===== SOURCE TEXT =====
I've used OfflineIMAP for a long time before switching to SMD. I don't exactly remember why I started using it, but I do remember it was painfully slow, and would sometimes crash.

It also kind of died in a fire when Python 2 stop being maintained. The main author moved on to a different project, imapfw which could serve as a framework to build IMAP clients, but never seemed to get back to the OfflineIMAP feature set. Thankfully, a new team of volunteers ported OfflineIMAP to Python 3 and we can now test that new version to see if it is an improvement over mbsync.

Crash on full sync

The first thing we notice when doing a full sync is this crash:

Copy message from RemoteAnarcat:junk:
 ERROR: Copying message 30624 [acc: Anarcat]
  decoding with 'X-EUC-TW' codec failed (AttributeError: 'memoryview' object has no attribute 'decode')
Thread 'Copy message from RemoteAnarcat:junk' terminated with exception:
Traceback (most recent call last):
  File "/usr/share/offlineimap3/offlineimap/imaputil.py", line 406, in utf7m_decode
    for c in binary.decode():
AttributeError: 'memoryview' object has no attribute 'decode'

The above exception was the direct cause of the following exception:

Traceback (most recent call last):
  File "/usr/share/offlineimap3/offlineimap/threadutil.py", line 146, in run
    Thread.run(self)
  File "/usr/lib/python3.9/threading.py", line 892, in run
    self._target(*self._args, **self._kwargs)
  File "/usr/share/offlineimap3/offlineimap/folder/Base.py", line 802, in copymessageto
    message = self.getmessage(uid)
  File "/usr/share/offlineimap3/offlineimap/folder/IMAP.py", line 342, in getmessage
    data = self._fetch_from_imap(str(uid), self.retrycount)
  File "/usr/share/offlineimap3/offlineimap/folder/IMAP.py", line 908, in _fetch_from_imap
    ndata1 = self.parser['8bit-RFC'].parsebytes(data[0][1])
  File "/usr/lib/python3.9/email/parser.py", line 123, in parsebytes
    return self.parser.parsestr(text, headersonly)
  File "/usr/lib/python3.9/email/parser.py", line 67, in parsestr
    return self.parse(StringIO(text), headersonly=headersonly)
  File "/usr/lib/python3.9/email/parser.py", line 56, in parse
    feedparser.feed(data)
  File "/usr/lib/python3.9/email/feedparser.py", line 176, in feed
    self._call_parse()
  File "/usr/lib/python3.9/email/feedparser.py", line 180, in _call_parse
    self._parse()
=====
§ **WRITTEN EXERCISE A**: Repeat the passage of the OfflineIMAP text above word for word, from "The above exception" up to and including "data = self._fetch_from_imap(str(uid), self.retrycount)".
§ **WRITTEN EXERCISE B**: Carry on the OfflineIMAP text above from the point where it stops.
===== STORED ROWS =====
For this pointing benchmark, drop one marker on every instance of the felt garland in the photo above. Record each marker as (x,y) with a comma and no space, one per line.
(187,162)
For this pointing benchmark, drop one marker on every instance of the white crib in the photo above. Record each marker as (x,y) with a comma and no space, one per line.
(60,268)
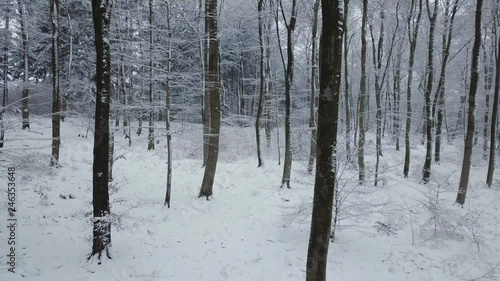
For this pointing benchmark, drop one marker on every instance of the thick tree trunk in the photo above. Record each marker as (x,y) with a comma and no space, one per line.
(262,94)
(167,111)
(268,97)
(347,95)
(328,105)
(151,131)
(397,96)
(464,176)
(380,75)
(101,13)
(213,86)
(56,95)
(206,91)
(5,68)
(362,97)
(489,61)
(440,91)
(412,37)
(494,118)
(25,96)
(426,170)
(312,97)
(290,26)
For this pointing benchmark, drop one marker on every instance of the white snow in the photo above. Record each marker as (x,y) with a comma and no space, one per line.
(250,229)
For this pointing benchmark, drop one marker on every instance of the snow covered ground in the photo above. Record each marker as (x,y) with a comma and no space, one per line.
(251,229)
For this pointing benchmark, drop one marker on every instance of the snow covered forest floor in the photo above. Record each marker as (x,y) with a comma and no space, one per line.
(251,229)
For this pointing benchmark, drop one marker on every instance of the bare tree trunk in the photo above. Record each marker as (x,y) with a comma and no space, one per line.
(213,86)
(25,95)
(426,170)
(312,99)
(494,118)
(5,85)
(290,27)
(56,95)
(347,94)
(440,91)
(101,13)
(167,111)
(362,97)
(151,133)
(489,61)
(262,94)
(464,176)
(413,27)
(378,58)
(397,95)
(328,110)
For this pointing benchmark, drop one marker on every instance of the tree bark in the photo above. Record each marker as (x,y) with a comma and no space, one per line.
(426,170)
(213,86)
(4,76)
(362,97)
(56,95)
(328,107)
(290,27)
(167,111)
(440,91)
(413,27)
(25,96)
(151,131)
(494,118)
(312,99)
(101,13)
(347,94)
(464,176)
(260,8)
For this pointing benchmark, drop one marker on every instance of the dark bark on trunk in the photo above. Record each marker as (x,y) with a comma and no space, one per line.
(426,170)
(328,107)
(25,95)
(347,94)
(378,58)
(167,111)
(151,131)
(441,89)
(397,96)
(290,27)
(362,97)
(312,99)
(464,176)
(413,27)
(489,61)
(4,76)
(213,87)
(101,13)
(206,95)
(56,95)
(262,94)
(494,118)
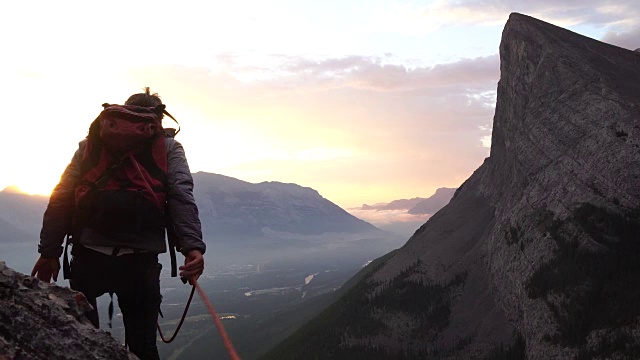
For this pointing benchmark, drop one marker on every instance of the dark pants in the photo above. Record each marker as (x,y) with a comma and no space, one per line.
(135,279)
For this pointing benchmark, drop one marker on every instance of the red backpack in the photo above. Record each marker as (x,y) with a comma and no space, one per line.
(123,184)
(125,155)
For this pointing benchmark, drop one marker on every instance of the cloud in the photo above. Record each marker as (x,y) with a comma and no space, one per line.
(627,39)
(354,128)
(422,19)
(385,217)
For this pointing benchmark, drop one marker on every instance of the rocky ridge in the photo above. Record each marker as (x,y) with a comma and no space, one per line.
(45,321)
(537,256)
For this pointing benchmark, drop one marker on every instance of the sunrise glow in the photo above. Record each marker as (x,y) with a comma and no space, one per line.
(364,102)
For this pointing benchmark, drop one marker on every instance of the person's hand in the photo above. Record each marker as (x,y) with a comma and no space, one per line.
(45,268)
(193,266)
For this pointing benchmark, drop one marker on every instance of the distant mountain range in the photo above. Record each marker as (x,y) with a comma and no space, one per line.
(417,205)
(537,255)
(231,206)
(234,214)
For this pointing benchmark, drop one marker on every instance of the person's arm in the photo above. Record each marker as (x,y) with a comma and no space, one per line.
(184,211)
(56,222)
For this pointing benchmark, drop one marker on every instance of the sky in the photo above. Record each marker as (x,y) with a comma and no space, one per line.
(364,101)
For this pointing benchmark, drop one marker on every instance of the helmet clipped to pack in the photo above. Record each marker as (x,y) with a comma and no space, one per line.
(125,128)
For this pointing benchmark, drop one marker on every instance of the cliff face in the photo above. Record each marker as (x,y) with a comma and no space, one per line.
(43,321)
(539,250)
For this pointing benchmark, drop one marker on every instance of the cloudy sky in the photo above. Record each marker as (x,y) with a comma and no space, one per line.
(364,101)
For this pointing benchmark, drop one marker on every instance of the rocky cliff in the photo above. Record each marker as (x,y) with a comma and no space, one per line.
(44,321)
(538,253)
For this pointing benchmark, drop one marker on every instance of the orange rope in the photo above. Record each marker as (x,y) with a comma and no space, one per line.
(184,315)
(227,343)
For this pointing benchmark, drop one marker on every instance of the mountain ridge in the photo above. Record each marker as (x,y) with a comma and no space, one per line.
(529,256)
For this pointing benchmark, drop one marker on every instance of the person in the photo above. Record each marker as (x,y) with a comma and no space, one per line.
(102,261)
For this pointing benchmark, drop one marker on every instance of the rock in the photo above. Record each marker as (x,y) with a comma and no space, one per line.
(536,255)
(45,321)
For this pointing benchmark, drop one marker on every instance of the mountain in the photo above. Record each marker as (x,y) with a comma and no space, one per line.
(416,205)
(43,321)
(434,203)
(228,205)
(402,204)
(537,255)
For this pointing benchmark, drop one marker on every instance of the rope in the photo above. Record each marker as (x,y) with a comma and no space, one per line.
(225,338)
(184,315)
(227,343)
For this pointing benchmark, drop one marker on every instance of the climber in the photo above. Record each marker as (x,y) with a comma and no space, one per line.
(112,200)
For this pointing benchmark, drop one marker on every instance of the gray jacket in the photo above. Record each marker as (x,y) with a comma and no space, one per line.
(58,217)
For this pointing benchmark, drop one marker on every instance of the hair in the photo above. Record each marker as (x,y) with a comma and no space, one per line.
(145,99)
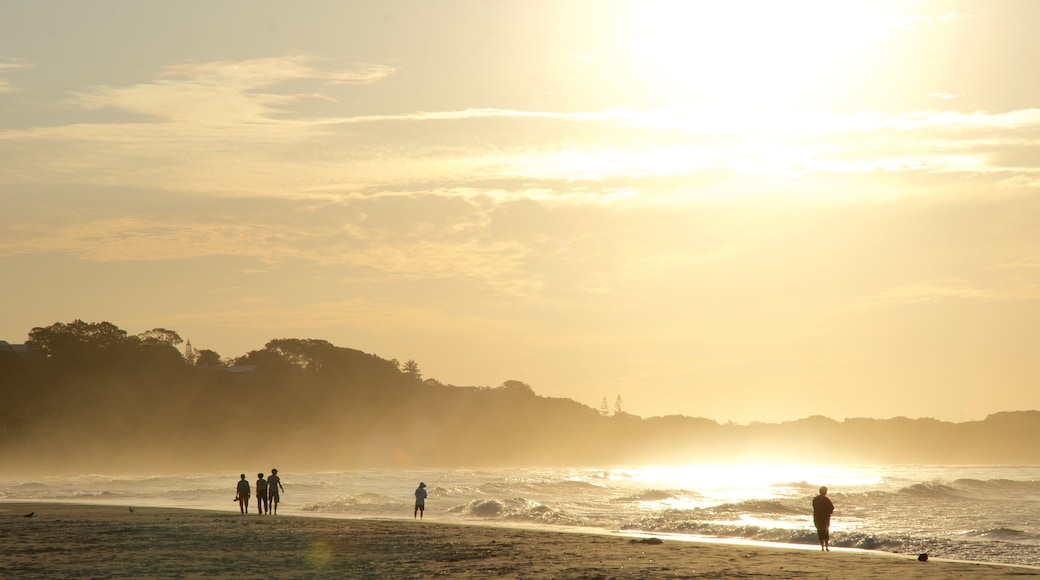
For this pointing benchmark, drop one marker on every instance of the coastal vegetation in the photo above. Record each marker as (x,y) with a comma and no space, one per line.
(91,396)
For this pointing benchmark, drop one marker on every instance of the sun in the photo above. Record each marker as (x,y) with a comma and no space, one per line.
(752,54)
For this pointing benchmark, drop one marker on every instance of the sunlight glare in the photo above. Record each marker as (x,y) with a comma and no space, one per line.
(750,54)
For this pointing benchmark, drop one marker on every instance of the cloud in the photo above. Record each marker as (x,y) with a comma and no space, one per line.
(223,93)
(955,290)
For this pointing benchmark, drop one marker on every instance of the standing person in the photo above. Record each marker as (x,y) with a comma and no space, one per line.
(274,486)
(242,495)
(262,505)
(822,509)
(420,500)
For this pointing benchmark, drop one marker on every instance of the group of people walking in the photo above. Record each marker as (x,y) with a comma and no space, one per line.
=====
§ **RESULT A**:
The above exception was the direct cause of the following exception:

Traceback (most recent call last):
  File "/usr/share/offlineimap3/offlineimap/threadutil.py", line 146, in run
    Thread.run(self)
  File "/usr/lib/python3.9/threading.py", line 892, in run
    self._target(*self._args, **self._kwargs)
  File "/usr/share/offlineimap3/offlineimap/folder/Base.py", line 802, in copymessageto
    message = self.getmessage(uid)
  File "/usr/share/offlineimap3/offlineimap/folder/IMAP.py", line 342, in getmessage
    data = self._fetch_from_imap(str(uid), self.retrycount)

§ **RESULT B**:
  File "/usr/lib/python3.9/email/feedparser.py", line 385, in _parsegen
    for retval in self._parsegen():
  File "/usr/lib/python3.9/email/feedparser.py", line 298, in _parsegen
    for retval in self._parsegen():
  File "/usr/lib/python3.9/email/feedparser.py", line 385, in _parsegen
    for retval in self._parsegen():
  File "/usr/lib/python3.9/email/feedparser.py", line 256, in _parsegen
    if self._cur.get_content_type() == 'message/delivery-status':
  File "/usr/lib/python3.9/email/message.py", line 578, in get_content_type
    value = self.get('content-type', missing)
  File "/usr/lib/python3.9/email/message.py", line 471, in get
    return self.policy.header_fetch_parse(k, v)
  File "/usr/lib/python3.9/email/policy.py", line 163, in header_fetch_parse
    return self.header_factory(name, value)
  File "/usr/lib/python3.9/email/headerregistry.py", line 601, in __call__
    return self[name](name, value)
  File "/usr/lib/python3.9/email/headerregistry.py", line 196, in __new__
    cls.parse(value, kwds)
  File "/usr/lib/python3.9/email/headerregistry.py", line 445, in parse
    kwds['parse_tree'] = parse_tree = cls.value_parser(value)
  File "/usr/lib/python3.9/email/_header_value_parser.py", line 2675, in parse_content_type_header
    ctype.append(parse_mime_parameters(value[1:]))
  File "/usr/lib/python3.9/email/_header_value_parser.py", line 2569, in parse_mime_parameters
    token, value = get_parameter(value)
  File "/usr/lib/python3.9/email/_header_value_parser.py", line 2492, in get_parameter
    token, value = get_value(value)
  File "/usr/lib/python3.9/email/_header_value_parser.py", line 2403, in get_value
    token, value = get_quoted_string(value)
  File "/usr/lib/python3.9/email/_header_value_parser.py", line 1294, in get_quoted_string
    token, value = get_bare_quoted_string(value)
  File "/usr/lib/python3.9/email/_header_value_parser.py", line 1223, in get_bare_quoted_string
    token, value = get_encoded_word(value)
  File "/usr/lib/python3.9/email/_header_value_parser.py", line 1064, in get_encoded_word
    text, charset, lang, defects = _ew.decode('=?' + tok + '?=')
  File "/usr/lib/python3.9/email/_encoded_words.py", line 181, in decode
    string = bstring.decode(charset)
AttributeError: decoding with 'X-EUC-TW' codec failed (AttributeError: 'memoryview' object has no attribute 'decode')


Last 1 debug messages logged for Copy message from RemoteAnarcat:junk prior to exception:
thread: Register new thread 'Copy message from RemoteAnarcat:junk' (account 'Anarcat')
ERROR: Exceptions occurred during the run!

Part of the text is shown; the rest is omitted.